CONSIGNE
Recopiez le passage sur le gel en été, de « 2o. Lorſqu’un pays » jusqu'à « que dans l’Été. », en substituant « Torrent » à « Fleuve ».

TEXTE CITÉ
◆ ◆ ◆ ◆ ◆ ◆ ◆
2o. Lorſqu’un pays abonde en ces ſortes de particules nitreuſes & ſalines, la chaleur du Soleil doit les élever de la terre pendant l’Été, plus que pendant l’Hiver, car elle eſt beaucoup plus forte ; ainſi il doit geler l’Été dans ces pays, & c’eſt ce qui arrive en pluſieurs endroits de l’Italie, de la Suiſſe & de l’Allemagne où il y a des Lacs, & même un Fleuve dans l’Évêché de Bâle, qui, au rapport de Scheuchſerus, ne gele que dans l’Été.

On connoît la ſçavante Deſcription que M. de Boze a faite des Grottes de Beſançon, & l’on ſçait que ces Grottes dans le plus fort de l’Été, ſont pleines de glace, & que plus il fait chaud, plus cette glace eſt épaiſſe ; il ſort de ces Grottes pendant l’Hiver, une eſpece de fumée, laquelle annonce la liquéfaction de cette glace, & un ruiſſeau qui eſt dans le milieu de la Grotte, gele l’Été, & coule l’Hiver. M. de Billerez a examiné la terre qui couvre & entoure ces Grottes, & il l’a trouvée pleine de Nitre, & de Sel ammoniac ; le Soleil fond ces Sels bien plus facilement l’Été que l’Hiver, ces Sels coulent dans ces Grottes par des fentes, & l’eau qu’elles contiennent, ſe glace d’autant plus, que l’Été étant plus chaud, le Soleil fait fondre une plus grande quantité de ces Sels : or que la glace de ces Grottes en contienne beaucoup, cela eſt certain, car lorſqu’on la fait fondre & évaporer, il reſte dans le fond, une terre qui a le même goût à peu-près que les Yeux d’Écreviſſes.
◆ ◆ ◆ ◆ ◆ ◆ ◆
DONNÉES ENREGISTRÉES
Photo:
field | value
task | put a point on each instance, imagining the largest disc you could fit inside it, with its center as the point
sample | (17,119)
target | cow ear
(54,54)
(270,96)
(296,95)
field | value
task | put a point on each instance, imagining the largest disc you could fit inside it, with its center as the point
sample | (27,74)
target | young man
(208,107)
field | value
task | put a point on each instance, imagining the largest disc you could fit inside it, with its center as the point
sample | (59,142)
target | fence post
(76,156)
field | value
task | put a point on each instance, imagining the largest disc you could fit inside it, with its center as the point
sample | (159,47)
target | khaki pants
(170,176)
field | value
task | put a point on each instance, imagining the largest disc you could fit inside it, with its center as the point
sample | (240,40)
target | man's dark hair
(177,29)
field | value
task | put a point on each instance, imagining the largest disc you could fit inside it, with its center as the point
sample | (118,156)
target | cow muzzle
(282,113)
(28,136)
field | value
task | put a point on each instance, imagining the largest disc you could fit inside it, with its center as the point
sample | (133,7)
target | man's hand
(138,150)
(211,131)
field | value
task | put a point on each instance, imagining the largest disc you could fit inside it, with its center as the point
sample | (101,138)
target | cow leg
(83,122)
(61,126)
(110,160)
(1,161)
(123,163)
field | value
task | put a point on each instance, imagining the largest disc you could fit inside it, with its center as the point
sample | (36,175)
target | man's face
◆ ◆ ◆ ◆ ◆ ◆ ◆
CORRIGÉ
2o. Lorſqu’un pays abonde en ces ſortes de particules nitreuſes & ſalines, la chaleur du Soleil doit les élever de la terre pendant l’Été, plus que pendant l’Hiver, car elle eſt beaucoup plus forte ; ainſi il doit geler l’Été dans ces pays, & c’eſt ce qui arrive en pluſieurs endroits de l’Italie, de la Suiſſe & de l’Allemagne où il y a des Lacs, & même un Torrent dans l’Évêché de Bâle, qui, au rapport de Scheuchſerus, ne gele que dans l’Été.